[Recorded data]

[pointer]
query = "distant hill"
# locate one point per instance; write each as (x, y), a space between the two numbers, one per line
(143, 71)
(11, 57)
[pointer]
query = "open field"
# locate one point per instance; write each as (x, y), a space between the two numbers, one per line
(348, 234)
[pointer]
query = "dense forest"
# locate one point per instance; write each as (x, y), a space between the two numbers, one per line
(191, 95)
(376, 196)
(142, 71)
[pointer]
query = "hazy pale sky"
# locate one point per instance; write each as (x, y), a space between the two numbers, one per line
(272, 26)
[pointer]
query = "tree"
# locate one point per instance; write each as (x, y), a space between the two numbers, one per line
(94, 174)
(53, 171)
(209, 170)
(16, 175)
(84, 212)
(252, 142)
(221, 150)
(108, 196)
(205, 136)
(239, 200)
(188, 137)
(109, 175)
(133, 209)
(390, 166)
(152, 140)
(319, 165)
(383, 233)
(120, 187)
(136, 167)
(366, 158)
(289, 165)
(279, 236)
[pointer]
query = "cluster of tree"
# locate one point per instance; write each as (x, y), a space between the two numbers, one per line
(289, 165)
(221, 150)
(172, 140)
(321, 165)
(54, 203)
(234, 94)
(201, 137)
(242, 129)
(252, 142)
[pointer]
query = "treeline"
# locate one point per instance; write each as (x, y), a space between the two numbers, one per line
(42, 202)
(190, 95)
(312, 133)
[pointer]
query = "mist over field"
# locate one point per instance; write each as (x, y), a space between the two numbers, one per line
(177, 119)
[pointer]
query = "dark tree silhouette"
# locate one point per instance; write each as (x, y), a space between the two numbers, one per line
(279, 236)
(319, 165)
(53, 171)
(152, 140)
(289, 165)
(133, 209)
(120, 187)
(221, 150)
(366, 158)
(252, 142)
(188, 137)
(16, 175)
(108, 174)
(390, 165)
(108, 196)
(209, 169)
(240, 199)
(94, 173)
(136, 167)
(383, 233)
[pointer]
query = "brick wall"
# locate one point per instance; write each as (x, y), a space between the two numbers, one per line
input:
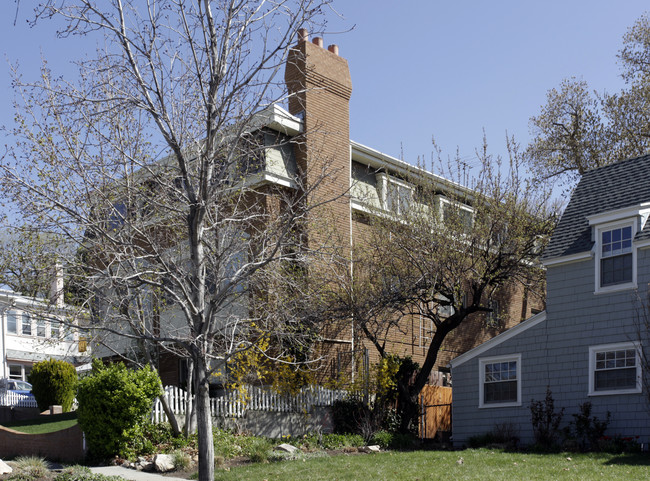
(320, 87)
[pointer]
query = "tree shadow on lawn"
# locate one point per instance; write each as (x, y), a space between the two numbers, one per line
(636, 459)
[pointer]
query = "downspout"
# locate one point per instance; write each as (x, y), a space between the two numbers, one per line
(3, 319)
(351, 259)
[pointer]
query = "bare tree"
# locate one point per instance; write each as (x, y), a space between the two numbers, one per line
(442, 256)
(578, 129)
(147, 164)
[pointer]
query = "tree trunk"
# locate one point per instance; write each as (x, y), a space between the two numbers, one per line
(190, 411)
(204, 422)
(171, 417)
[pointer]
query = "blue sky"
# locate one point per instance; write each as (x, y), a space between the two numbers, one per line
(423, 68)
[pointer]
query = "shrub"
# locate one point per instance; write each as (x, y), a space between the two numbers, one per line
(504, 434)
(348, 415)
(383, 438)
(53, 383)
(31, 467)
(257, 449)
(339, 441)
(182, 460)
(113, 403)
(546, 421)
(619, 444)
(225, 444)
(82, 473)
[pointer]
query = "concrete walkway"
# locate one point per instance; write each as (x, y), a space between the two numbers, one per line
(133, 474)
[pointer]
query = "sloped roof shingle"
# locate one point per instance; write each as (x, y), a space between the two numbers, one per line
(623, 184)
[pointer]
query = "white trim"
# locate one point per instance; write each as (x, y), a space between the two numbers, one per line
(617, 215)
(495, 341)
(598, 289)
(481, 380)
(374, 158)
(644, 244)
(614, 347)
(554, 261)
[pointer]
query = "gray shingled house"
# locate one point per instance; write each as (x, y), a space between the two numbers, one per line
(587, 345)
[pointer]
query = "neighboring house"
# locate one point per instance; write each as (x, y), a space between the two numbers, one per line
(32, 331)
(364, 181)
(588, 344)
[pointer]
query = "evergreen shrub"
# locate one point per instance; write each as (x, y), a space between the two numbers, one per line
(114, 403)
(53, 383)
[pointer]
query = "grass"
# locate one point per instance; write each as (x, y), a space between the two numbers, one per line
(44, 424)
(483, 464)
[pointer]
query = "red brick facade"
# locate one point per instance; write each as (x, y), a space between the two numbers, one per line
(319, 84)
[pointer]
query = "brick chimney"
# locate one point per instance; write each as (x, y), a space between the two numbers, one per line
(319, 85)
(56, 286)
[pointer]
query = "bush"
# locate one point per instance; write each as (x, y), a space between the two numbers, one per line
(225, 444)
(30, 467)
(257, 449)
(114, 402)
(348, 416)
(383, 438)
(503, 434)
(82, 473)
(339, 441)
(182, 460)
(53, 383)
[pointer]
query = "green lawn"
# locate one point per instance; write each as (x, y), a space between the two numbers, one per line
(44, 424)
(477, 464)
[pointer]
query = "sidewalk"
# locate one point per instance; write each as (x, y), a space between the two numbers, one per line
(133, 474)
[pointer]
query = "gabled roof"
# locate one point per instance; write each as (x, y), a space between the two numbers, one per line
(496, 340)
(616, 186)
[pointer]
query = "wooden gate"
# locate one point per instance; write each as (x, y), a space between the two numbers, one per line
(435, 411)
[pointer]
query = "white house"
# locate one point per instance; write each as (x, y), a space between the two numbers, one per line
(34, 330)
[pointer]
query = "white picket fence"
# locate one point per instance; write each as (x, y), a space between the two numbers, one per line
(8, 398)
(234, 404)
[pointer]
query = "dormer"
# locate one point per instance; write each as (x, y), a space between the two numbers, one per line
(615, 235)
(396, 195)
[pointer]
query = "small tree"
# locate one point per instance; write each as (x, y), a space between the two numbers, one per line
(53, 383)
(113, 402)
(546, 420)
(442, 260)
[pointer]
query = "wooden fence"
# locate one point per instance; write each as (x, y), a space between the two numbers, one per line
(234, 403)
(435, 411)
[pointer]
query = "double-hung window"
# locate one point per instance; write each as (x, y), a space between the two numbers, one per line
(500, 381)
(12, 322)
(615, 246)
(616, 257)
(396, 195)
(614, 369)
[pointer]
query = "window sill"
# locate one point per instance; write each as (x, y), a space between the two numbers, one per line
(500, 405)
(613, 393)
(615, 288)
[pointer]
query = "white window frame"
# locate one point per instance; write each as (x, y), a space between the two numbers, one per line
(481, 384)
(23, 370)
(493, 317)
(593, 350)
(442, 200)
(17, 320)
(599, 257)
(386, 182)
(426, 333)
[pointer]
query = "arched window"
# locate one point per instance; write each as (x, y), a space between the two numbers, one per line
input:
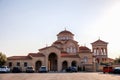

### Exercise directions
Pull out every line of the records that contains the string "field", treating uppercase and lowercase as different.

### Full solution
query = "open field"
query = "mist over field"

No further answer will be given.